**Exercise objective:** Output exactly, please, the lines of the records below from the one containing "Where can the branch" through the final line.

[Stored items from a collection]
++++++++++++++++++++
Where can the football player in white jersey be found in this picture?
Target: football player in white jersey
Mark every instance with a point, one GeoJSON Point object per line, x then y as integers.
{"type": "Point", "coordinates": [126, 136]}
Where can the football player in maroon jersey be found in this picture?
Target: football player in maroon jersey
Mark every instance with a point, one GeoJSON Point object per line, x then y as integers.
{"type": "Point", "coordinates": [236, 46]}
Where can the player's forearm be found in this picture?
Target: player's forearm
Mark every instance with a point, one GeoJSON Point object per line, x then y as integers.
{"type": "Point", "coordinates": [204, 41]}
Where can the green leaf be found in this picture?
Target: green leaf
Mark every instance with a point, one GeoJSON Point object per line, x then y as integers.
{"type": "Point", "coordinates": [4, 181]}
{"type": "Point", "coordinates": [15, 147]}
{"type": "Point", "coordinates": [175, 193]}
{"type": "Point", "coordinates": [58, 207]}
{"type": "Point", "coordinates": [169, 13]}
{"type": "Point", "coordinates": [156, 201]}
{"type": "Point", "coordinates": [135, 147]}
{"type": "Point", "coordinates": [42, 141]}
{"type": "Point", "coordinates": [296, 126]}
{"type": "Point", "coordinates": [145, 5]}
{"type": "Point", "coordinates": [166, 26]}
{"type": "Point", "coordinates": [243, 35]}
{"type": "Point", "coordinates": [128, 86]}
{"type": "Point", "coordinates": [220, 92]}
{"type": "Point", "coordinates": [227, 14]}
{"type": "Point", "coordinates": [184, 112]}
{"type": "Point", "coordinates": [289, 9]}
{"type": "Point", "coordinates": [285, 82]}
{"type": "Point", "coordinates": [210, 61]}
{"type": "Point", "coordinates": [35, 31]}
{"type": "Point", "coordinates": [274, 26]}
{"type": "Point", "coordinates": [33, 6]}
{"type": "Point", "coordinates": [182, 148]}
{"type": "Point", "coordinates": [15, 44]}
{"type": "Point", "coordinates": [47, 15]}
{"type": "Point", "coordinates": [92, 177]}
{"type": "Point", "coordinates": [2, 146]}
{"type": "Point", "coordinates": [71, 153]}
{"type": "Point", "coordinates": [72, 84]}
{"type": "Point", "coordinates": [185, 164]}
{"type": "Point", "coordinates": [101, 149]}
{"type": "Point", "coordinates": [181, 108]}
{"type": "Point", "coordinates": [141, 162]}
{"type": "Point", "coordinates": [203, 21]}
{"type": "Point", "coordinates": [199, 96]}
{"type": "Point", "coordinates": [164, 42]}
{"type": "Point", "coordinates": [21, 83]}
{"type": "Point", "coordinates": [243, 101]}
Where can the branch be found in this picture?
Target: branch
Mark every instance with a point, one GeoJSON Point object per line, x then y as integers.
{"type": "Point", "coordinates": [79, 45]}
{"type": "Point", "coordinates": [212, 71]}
++++++++++++++++++++
**Response:**
Where can the branch be found in this picture?
Target: branch
Mark every instance with a point, one GeoJSON Point object per line, x then y as integers.
{"type": "Point", "coordinates": [79, 45]}
{"type": "Point", "coordinates": [212, 71]}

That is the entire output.